> [EXERCISE OBJECTIVE]:
Extend the piece on SeaQuest below, picking up right after its final sentence.

That is, at least in the first season.
What makes SeaQuest such a fascinating microcosm of ‘90s sci-fi, is just how often it was forced to reinvent itself based on the whims of the network, or behind-the-scenes issues with the cast and crew. While Babylon 5’s tap-dance with character continuity scans as antiquated, yet elegant, the hard-shifts in each season of SeaQuest are so extreme that it practically exists as three different shows.
In Season 1, Captain Bridger and the crew work for the United Earth Oceans Organization and try to keep the peace. In Season 2, an entirely new rebuilt version of the ship deals with escalating military tensions around the world, and also deals with the issues of various genetically engineered humans. In Season 3, the entire crew is sent over a decade into the future and given a new captain (Michael Ironside) who, depending on your age, is either the bad guy in Total Recall or the good guy in Starship Troopers.
When you watch SeaQuest for free on Peacock right now, you’ll see it listed as two separate TV series: SeaQuest DSV and SeaQuest 2032. This is borderline absurd for two reasons. One, it’s the same show. The “DSV” thing refers to the name of the ship (well, two ships) and just stands for “Deep Submergence Vehicle.” The “2032” thing was changed for Season 3 because the ship and crew jump ahead into the future. But they are absolutely the same show, just heavily renovated from season to season.
The premise of SeaQuest Season 3 is mostly about Oliver Hudson (Ironside) becoming the new Captain of the SeaQuest after the ship pseudo-time travels into a less-than idyllic future. Basically, SeaQuest Season 3 is the forerunner to Star Trek: Discovery Season 3 insofar as it features a ship and crew time-traveling to an unfamiliar future and that crew dealing with the challenge of having to figure out if they’re gonna be okay with a new captain.
Dolphin to Darkness
The one thing most people remember about SeaQuest is the talking dolphin named Darwin.
This is a major plot point in the first two seasons; there’s a legit crewmember on board who is a dolphin who can communicate through a complicated computer translator. This is oddly not strange when you consider the talking dolphin named Darwin in the context of watching SeaQuest. It’s only weird when you think about another show trying to get away with this outside of the context of SeaQuest.

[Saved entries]
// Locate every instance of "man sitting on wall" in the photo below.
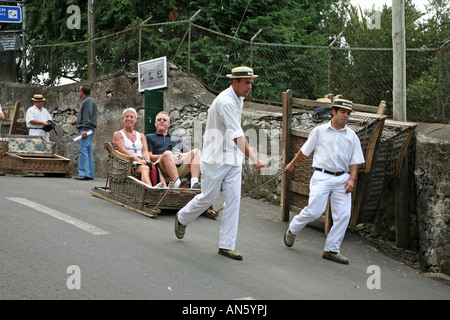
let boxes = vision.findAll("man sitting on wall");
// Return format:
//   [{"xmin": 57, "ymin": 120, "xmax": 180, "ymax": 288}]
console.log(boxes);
[{"xmin": 146, "ymin": 111, "xmax": 201, "ymax": 189}]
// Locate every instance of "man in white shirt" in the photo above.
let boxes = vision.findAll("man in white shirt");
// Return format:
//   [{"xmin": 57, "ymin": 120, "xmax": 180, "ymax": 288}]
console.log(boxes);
[
  {"xmin": 284, "ymin": 99, "xmax": 364, "ymax": 264},
  {"xmin": 25, "ymin": 94, "xmax": 53, "ymax": 140},
  {"xmin": 175, "ymin": 67, "xmax": 265, "ymax": 260}
]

> [EXERCISE ANSWER]:
Largely, Darwin-the-talking dolphin works, because the idea of this character is sold to the audience by the resident teenage wiz-kid character, Lucas, played brilliantly by the late Jonathan Brandis, who scans as a Wesley Crusher type. The difference here is, you bought Lucas in a way that we still struggle to buy Wesley. We all love Wil Wheaton, don’t get it twisted. But, there’s something perfectly dangerous and angsty about Jonathan Brandis in SeaQuest that made him one of the tragically underrated actors of his generation. He was Robert Pattinson before Robert Pattinson. And, his untimely death means that, in almost every way, SeaQuest is totally his best work. Brandis also wrote one episode of the series and was tapped to write and possibly direct future episodes of the show had it continued past season 3.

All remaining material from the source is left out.